[Items from a labeling collection]
>>>>>

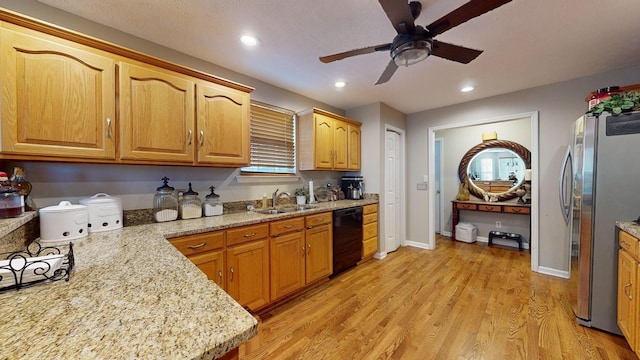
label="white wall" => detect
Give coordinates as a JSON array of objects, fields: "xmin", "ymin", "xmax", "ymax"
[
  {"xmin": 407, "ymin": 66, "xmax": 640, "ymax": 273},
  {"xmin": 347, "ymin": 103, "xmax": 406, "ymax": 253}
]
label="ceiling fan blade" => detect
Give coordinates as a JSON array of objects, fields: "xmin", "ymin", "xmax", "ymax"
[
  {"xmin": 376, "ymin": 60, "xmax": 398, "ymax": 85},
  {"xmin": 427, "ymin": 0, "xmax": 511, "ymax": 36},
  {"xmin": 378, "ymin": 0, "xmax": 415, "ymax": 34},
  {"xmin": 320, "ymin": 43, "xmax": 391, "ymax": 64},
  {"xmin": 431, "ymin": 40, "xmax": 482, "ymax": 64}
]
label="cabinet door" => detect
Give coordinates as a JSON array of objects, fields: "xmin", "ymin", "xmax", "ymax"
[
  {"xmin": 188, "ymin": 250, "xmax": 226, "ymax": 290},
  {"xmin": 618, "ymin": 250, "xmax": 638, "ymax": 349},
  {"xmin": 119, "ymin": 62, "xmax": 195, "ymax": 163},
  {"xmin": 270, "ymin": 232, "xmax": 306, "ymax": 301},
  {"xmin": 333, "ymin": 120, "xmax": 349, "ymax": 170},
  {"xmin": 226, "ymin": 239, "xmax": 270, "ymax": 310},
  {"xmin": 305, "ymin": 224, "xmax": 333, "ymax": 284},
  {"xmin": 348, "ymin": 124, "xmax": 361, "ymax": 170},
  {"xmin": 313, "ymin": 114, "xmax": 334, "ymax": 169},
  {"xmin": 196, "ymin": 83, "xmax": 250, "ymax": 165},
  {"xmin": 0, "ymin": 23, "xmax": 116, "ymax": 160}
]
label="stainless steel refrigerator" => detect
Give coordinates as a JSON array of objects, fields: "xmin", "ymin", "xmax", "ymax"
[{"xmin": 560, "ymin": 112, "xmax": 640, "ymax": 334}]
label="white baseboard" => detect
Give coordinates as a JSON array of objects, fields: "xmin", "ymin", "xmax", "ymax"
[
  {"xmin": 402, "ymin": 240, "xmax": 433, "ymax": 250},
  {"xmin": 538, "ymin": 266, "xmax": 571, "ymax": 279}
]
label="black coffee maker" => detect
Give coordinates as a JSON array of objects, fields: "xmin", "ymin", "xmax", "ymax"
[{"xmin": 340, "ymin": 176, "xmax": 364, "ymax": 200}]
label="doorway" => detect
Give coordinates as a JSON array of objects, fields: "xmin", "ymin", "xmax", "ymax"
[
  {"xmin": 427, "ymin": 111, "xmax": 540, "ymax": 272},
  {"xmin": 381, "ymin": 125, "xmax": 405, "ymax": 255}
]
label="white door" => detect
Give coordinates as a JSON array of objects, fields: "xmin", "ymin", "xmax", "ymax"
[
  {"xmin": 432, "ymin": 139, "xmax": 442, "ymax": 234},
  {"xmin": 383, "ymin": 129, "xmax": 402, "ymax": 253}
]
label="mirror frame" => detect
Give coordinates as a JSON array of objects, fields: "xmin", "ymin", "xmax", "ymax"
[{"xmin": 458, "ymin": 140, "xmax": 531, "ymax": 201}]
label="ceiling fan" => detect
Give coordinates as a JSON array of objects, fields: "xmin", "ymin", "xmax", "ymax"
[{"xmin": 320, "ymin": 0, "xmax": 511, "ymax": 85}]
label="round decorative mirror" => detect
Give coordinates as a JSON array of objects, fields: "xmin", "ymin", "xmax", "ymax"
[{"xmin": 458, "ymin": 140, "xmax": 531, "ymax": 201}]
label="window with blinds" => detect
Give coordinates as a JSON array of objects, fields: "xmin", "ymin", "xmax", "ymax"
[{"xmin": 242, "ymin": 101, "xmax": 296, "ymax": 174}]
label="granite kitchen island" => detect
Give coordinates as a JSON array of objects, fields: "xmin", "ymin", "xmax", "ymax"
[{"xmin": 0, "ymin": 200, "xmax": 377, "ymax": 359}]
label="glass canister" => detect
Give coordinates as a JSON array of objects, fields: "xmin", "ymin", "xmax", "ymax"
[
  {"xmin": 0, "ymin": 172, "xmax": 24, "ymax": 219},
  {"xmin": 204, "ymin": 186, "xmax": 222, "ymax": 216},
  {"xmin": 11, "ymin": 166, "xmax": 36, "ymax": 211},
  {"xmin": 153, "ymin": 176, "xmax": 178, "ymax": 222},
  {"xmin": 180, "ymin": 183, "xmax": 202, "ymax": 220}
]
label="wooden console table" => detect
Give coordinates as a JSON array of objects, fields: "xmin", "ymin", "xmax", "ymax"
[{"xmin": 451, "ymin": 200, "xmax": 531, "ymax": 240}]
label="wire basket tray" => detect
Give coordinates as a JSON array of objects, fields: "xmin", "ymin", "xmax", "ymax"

<<<<<

(INSTRUCTION) Gather each line of the items above that contains the string "mirror". Case counts.

(ANSWER TO THE PROBLEM)
label="mirror frame" => detect
label="round decorative mirror" => detect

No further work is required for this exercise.